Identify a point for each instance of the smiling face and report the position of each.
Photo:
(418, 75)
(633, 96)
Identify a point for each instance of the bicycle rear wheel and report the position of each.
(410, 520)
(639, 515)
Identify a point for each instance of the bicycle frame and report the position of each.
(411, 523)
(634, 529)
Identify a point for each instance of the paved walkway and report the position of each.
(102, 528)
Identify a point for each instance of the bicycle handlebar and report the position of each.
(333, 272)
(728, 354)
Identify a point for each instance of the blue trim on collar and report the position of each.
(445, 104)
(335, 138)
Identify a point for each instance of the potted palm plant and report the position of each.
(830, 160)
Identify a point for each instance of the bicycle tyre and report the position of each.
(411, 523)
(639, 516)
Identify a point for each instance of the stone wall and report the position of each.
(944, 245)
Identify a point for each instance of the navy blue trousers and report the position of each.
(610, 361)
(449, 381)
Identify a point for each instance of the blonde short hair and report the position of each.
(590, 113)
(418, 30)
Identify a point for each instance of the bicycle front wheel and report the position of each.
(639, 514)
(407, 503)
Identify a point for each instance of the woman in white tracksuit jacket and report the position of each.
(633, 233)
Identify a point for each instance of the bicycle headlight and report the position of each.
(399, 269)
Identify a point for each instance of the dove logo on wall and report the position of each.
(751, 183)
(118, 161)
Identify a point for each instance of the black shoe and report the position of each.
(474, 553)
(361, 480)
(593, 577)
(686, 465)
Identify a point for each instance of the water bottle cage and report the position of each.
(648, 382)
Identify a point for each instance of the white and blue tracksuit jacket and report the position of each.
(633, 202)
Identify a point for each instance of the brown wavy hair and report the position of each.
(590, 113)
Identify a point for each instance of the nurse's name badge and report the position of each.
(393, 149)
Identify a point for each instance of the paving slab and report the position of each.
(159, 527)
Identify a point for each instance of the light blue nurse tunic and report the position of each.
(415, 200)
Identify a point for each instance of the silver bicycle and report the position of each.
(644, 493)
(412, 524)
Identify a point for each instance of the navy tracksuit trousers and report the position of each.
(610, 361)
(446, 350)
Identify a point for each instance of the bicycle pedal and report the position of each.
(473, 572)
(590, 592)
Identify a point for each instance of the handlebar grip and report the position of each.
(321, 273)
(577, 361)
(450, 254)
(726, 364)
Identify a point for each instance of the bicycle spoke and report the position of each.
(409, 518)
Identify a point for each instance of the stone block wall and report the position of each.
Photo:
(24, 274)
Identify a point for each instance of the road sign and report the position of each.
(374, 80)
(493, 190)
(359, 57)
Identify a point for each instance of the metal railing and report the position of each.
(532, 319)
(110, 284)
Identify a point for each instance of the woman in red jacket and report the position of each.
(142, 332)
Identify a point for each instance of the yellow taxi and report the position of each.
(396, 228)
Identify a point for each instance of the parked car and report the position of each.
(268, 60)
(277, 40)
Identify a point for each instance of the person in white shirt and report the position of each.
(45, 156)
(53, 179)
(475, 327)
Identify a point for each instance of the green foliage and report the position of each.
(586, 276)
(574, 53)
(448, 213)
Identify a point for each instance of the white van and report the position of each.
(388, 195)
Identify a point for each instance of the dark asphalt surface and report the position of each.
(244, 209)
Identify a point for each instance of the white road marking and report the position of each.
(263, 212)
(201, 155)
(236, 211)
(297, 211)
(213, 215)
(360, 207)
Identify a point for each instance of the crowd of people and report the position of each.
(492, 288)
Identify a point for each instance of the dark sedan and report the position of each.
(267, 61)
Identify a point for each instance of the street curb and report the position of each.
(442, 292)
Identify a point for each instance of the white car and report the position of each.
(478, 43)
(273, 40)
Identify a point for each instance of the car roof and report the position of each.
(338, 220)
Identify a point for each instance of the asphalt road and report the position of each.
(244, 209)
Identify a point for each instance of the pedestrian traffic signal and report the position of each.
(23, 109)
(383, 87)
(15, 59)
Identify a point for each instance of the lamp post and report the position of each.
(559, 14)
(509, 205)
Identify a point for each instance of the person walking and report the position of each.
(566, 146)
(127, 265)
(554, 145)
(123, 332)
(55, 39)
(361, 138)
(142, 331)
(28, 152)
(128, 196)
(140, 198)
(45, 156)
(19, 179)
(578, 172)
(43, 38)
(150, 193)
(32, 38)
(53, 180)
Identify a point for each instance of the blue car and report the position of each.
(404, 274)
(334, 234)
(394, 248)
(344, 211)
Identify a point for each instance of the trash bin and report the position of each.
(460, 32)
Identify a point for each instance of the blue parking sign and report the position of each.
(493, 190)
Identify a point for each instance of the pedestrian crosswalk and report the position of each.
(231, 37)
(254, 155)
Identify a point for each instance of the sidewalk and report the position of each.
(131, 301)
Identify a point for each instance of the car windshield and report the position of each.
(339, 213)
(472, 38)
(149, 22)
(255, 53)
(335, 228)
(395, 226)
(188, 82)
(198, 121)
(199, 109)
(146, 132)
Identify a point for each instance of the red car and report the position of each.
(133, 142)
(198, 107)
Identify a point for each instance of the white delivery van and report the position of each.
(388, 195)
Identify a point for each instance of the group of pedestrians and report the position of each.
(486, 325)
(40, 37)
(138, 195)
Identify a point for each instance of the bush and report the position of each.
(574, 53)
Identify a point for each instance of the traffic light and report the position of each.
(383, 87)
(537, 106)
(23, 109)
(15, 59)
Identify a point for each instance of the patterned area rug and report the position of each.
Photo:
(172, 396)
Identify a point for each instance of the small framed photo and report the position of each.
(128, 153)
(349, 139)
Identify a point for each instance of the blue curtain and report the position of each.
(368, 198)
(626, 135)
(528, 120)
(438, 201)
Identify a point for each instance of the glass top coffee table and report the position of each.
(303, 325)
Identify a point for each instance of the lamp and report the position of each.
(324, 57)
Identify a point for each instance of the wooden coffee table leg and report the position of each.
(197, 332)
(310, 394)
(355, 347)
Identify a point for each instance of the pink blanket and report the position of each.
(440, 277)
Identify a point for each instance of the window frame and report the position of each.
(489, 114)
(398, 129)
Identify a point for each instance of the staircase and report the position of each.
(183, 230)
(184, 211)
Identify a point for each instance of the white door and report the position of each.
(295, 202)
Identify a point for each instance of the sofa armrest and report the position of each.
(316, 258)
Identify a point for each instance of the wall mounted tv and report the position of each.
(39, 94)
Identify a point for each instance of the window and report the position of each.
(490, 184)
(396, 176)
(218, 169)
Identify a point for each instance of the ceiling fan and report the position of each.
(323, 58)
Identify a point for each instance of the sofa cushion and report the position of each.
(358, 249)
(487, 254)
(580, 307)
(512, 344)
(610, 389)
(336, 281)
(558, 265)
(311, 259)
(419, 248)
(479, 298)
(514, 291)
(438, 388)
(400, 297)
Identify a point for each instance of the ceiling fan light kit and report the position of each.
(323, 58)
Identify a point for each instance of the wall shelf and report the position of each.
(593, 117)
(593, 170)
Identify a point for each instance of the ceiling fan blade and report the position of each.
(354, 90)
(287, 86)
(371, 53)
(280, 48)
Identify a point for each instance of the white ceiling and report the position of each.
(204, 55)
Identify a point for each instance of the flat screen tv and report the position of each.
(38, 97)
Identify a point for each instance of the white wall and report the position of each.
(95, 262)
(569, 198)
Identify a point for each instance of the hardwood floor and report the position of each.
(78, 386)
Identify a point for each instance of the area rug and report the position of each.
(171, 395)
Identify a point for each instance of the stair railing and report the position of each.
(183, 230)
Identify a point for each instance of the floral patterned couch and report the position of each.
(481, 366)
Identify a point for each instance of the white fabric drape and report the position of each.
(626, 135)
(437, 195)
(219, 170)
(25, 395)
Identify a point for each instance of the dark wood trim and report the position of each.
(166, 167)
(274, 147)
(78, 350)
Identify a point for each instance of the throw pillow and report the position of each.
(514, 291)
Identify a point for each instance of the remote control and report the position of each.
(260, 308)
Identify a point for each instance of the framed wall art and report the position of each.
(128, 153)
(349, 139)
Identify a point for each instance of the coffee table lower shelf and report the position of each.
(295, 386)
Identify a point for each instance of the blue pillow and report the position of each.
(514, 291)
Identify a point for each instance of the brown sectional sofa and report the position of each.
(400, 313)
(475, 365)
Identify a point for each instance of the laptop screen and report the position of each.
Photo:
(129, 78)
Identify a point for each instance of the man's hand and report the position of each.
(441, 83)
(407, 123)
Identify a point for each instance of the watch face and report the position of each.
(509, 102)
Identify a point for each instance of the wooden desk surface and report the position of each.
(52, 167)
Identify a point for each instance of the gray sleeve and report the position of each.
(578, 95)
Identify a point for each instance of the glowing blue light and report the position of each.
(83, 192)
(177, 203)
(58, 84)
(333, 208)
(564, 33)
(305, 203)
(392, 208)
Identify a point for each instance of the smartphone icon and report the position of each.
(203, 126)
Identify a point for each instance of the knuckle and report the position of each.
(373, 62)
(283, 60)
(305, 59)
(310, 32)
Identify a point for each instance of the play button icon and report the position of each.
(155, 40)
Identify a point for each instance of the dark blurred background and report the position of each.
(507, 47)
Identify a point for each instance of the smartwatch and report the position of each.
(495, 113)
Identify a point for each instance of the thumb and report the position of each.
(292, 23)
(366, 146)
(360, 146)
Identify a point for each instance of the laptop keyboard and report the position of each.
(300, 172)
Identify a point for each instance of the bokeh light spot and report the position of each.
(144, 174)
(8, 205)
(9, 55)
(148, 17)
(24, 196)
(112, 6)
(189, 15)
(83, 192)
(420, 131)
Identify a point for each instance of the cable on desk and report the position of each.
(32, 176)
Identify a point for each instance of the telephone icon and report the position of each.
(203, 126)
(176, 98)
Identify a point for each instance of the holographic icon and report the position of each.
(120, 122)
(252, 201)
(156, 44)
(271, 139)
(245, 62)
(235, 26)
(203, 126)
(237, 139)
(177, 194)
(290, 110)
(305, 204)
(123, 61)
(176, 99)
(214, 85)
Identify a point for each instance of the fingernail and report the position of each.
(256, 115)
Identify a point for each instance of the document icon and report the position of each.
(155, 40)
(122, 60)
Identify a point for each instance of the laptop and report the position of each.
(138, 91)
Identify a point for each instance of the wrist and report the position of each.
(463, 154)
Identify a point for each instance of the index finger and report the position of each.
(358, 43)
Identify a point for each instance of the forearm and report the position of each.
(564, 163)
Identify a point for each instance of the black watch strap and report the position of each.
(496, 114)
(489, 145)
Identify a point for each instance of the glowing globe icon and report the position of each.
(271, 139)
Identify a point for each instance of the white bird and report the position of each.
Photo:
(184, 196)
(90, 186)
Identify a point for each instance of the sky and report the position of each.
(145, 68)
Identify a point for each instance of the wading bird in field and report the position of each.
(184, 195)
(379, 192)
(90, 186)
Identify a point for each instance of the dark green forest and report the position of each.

++++

### [What the task requires]
Reproduce, exactly and with nothing added, the lines from the one that includes "Identify a point for each instance of the black watch" through the last line of the material.

### [Output for this exercise]
Identify a point for each instance of the black watch strap and report the position of each.
(496, 114)
(489, 145)
Identify a point for each instance of the glowing globe icon and report the position of each.
(271, 139)
Identify a point for each instance of the white bird and report the position of each.
Photo:
(184, 196)
(90, 186)
Identify a point for each instance of the sky and report the position of each.
(145, 68)
Identify a point for each instance of the wading bird in field and report the position of each.
(184, 195)
(379, 192)
(90, 186)
Identify a point for each instance of the dark green forest and report the position of each.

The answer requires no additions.